## TASK
Reproduce the material verbatim from its beginning up to and including the line that contains "[1268, 730]". Leave the picture out of your answer.

## EXCERPTED RECORDS
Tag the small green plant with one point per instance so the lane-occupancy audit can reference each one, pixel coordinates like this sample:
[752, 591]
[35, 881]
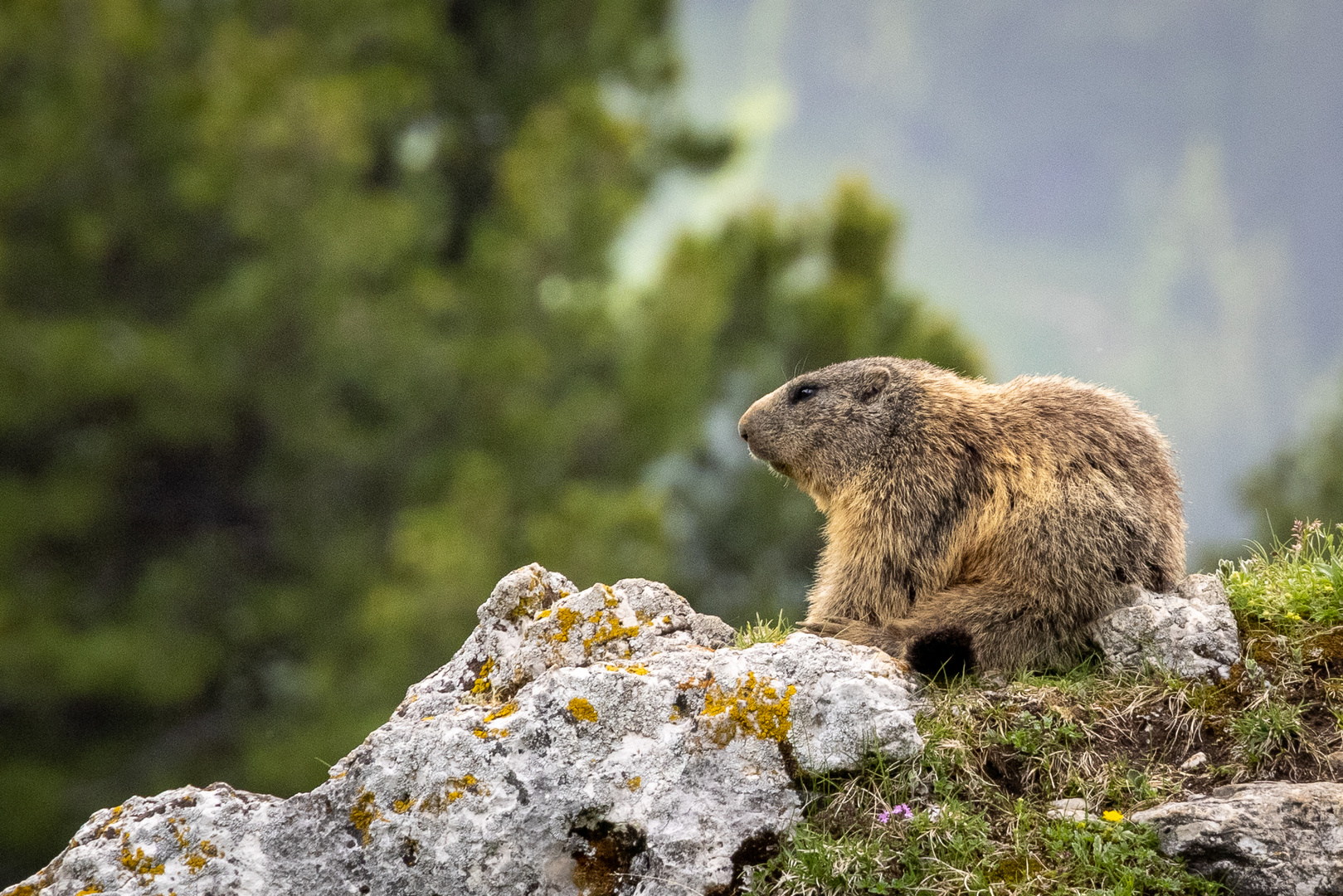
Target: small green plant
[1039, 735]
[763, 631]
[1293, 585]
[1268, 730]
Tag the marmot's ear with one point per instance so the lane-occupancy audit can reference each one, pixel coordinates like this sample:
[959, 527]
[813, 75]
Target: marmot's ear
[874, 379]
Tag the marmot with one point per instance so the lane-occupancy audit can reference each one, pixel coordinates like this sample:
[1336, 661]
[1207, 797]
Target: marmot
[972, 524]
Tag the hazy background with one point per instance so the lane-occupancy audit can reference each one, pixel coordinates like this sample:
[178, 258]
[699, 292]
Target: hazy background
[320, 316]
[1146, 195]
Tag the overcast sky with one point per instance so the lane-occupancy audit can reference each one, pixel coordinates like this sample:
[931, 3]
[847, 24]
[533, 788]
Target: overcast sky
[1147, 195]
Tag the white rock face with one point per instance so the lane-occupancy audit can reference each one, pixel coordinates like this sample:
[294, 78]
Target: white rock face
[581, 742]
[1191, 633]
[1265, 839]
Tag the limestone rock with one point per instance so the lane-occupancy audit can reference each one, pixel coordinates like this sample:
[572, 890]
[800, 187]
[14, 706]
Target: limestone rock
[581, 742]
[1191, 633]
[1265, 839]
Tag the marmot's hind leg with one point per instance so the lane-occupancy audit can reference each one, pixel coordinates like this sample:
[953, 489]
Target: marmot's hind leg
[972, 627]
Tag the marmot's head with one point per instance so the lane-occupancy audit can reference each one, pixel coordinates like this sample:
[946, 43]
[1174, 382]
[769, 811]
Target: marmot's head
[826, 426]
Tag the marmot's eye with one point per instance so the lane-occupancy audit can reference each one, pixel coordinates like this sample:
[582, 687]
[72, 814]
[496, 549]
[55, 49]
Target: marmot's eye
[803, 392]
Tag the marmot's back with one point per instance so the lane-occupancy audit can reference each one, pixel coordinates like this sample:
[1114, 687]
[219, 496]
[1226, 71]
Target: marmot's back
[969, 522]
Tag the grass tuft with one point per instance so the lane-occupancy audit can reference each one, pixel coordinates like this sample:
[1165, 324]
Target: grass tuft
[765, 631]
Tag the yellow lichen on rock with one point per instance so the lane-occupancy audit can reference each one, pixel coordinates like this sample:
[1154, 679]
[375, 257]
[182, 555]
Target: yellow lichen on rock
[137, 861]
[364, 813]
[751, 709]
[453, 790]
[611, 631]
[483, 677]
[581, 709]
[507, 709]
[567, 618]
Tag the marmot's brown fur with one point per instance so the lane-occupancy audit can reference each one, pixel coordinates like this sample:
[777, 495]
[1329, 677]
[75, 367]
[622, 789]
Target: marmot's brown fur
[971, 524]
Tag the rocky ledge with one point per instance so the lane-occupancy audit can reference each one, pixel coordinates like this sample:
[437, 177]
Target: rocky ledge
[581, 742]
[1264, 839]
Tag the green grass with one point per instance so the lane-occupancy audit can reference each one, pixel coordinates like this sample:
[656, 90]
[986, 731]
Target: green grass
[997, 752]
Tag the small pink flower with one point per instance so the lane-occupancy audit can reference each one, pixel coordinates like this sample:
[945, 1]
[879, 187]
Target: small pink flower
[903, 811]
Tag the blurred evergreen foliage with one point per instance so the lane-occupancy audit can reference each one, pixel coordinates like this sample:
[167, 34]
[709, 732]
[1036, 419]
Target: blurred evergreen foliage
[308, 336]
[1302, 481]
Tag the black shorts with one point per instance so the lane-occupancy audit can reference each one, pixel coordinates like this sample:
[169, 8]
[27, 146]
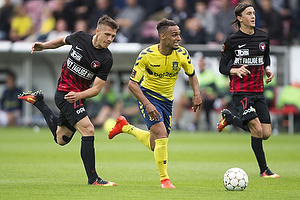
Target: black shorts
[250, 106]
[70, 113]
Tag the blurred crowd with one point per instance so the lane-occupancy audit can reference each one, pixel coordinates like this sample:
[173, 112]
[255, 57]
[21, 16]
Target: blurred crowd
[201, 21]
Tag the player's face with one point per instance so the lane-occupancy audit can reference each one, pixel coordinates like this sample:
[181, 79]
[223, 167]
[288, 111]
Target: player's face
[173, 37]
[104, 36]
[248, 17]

## EXERCISE RESPONSE
Tag the small green plant with one point per instance so the lane-occupancy audit can reference each one, pixel coordinates like this sample:
[752, 591]
[35, 881]
Target: small green plant
[1039, 735]
[763, 631]
[1293, 585]
[1268, 730]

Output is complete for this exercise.